* _Stated exercise_
Render every line of the rows below as a numbered list, skipping any blank lines and leaving out the pictures.

* _Dataset content_
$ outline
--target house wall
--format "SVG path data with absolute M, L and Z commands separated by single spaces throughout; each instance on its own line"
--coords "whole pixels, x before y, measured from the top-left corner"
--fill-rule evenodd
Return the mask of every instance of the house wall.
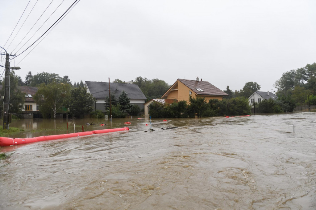
M 32 105 L 32 110 L 27 110 L 27 111 L 36 111 L 36 103 L 32 102 L 26 102 L 24 104 L 24 106 L 23 107 L 23 109 L 22 111 L 25 111 L 25 105 Z
M 253 103 L 251 103 L 251 99 L 253 99 L 253 95 L 254 95 L 255 96 L 255 102 L 258 103 L 258 99 L 259 98 L 261 99 L 261 101 L 264 100 L 264 99 L 262 97 L 260 96 L 257 93 L 254 93 L 249 98 L 248 98 L 248 101 L 249 102 L 249 104 L 250 106 L 253 106 Z
M 105 112 L 106 110 L 104 107 L 104 100 L 105 99 L 99 99 L 97 100 L 97 102 L 94 104 L 94 110 L 100 110 L 102 112 Z M 130 100 L 131 105 L 137 105 L 139 107 L 141 110 L 144 108 L 144 101 L 143 99 L 132 99 Z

* _Written response_
1. $ outline
2. --target house wall
3. --format "SVG path data with absolute M, L and Z commands separated by single spaces throughout; each instance on its own line"
4. --coords "whole pixels, x before y, measured from the top-left corner"
5. --fill-rule evenodd
6. Return the mask of every instance of the house wall.
7. M 32 105 L 32 110 L 27 110 L 27 111 L 36 111 L 36 103 L 32 102 L 26 102 L 24 104 L 24 106 L 23 107 L 23 109 L 22 111 L 25 111 L 25 105 Z
8. M 253 103 L 251 103 L 251 99 L 253 99 L 253 95 L 254 95 L 255 96 L 255 102 L 258 103 L 258 99 L 259 98 L 261 99 L 261 101 L 264 100 L 264 99 L 262 97 L 260 96 L 257 93 L 254 93 L 249 98 L 248 98 L 248 101 L 249 102 L 249 104 L 250 106 L 253 106 Z
9. M 105 112 L 106 110 L 104 107 L 104 100 L 105 99 L 99 99 L 97 100 L 97 102 L 94 104 L 94 110 L 100 110 L 102 112 Z M 130 100 L 131 105 L 137 105 L 139 107 L 141 110 L 144 108 L 144 101 L 143 99 L 132 99 Z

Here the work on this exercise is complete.